Text shown →
*****

Tuesday Sep 22

Publisher’s Note: Summer 2020

For months we were in our own bubbles and pods, working remotely if we were lucky and collecting unemployment if we weren’t, confused and uncertain about a pandemic and an economic depression, and then suddenly uplifted as we saw social distancing smashed on the streets in an uprising in the US and around the world over the police killing of George Floyd in Minneapolis. Justice now, virus later. Finally, a real confrontation with the cancer of racism and the brutal violence, impunity, and militarization of the police. In the background, even if for a moment, we could all watch President Trump self-destructing in front of our various eyes. Every step he seemed to take blew up in his face from the fascist clearing of Lafayette Park for a hypocritical bible thumping moment for his base, alienating both the military and the evangelicals, to his slap down of LGBT right and his repudiation by the Supreme Court only days later. No one alive now will ever forget the spring of 2020!

*****

What you need to do →
In the publisher's note, in which city did the police killing of George Floyd take place?

*****

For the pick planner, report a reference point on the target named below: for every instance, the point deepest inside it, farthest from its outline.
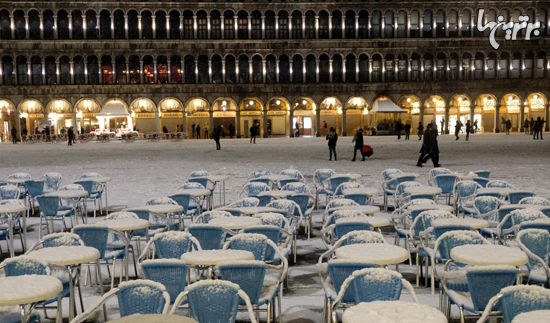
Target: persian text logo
(511, 28)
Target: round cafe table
(153, 318)
(8, 210)
(30, 289)
(473, 223)
(488, 254)
(380, 254)
(532, 317)
(235, 222)
(393, 312)
(68, 257)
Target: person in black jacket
(332, 138)
(430, 148)
(358, 140)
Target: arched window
(284, 69)
(230, 72)
(93, 70)
(350, 68)
(244, 69)
(78, 63)
(36, 70)
(174, 24)
(297, 69)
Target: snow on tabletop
(393, 312)
(532, 317)
(28, 289)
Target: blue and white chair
(515, 300)
(170, 244)
(214, 301)
(171, 273)
(536, 244)
(482, 283)
(134, 297)
(373, 284)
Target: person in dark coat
(70, 136)
(216, 136)
(468, 130)
(332, 138)
(14, 135)
(420, 130)
(253, 133)
(358, 140)
(407, 131)
(398, 128)
(430, 148)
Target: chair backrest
(535, 200)
(321, 175)
(484, 282)
(446, 182)
(339, 270)
(209, 236)
(92, 236)
(49, 205)
(52, 181)
(297, 187)
(9, 192)
(172, 273)
(34, 187)
(253, 189)
(213, 301)
(141, 297)
(515, 197)
(498, 183)
(24, 265)
(248, 274)
(173, 244)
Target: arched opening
(277, 117)
(460, 108)
(303, 119)
(225, 116)
(197, 111)
(356, 109)
(331, 115)
(510, 109)
(251, 114)
(31, 115)
(7, 119)
(86, 111)
(485, 106)
(143, 113)
(60, 116)
(171, 115)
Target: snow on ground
(143, 170)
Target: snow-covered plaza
(143, 170)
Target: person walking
(508, 126)
(358, 140)
(14, 135)
(253, 133)
(420, 130)
(398, 128)
(430, 148)
(70, 136)
(407, 130)
(332, 138)
(458, 126)
(216, 136)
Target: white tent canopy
(386, 106)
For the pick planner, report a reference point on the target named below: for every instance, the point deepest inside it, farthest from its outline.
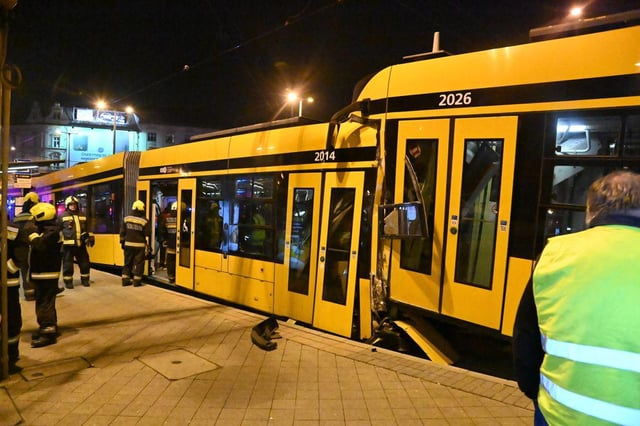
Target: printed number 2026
(453, 99)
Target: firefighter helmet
(31, 197)
(42, 212)
(70, 200)
(174, 206)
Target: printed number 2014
(321, 156)
(453, 99)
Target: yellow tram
(427, 198)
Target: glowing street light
(292, 97)
(101, 105)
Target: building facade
(72, 135)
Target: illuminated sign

*****

Response below →
Minneapolis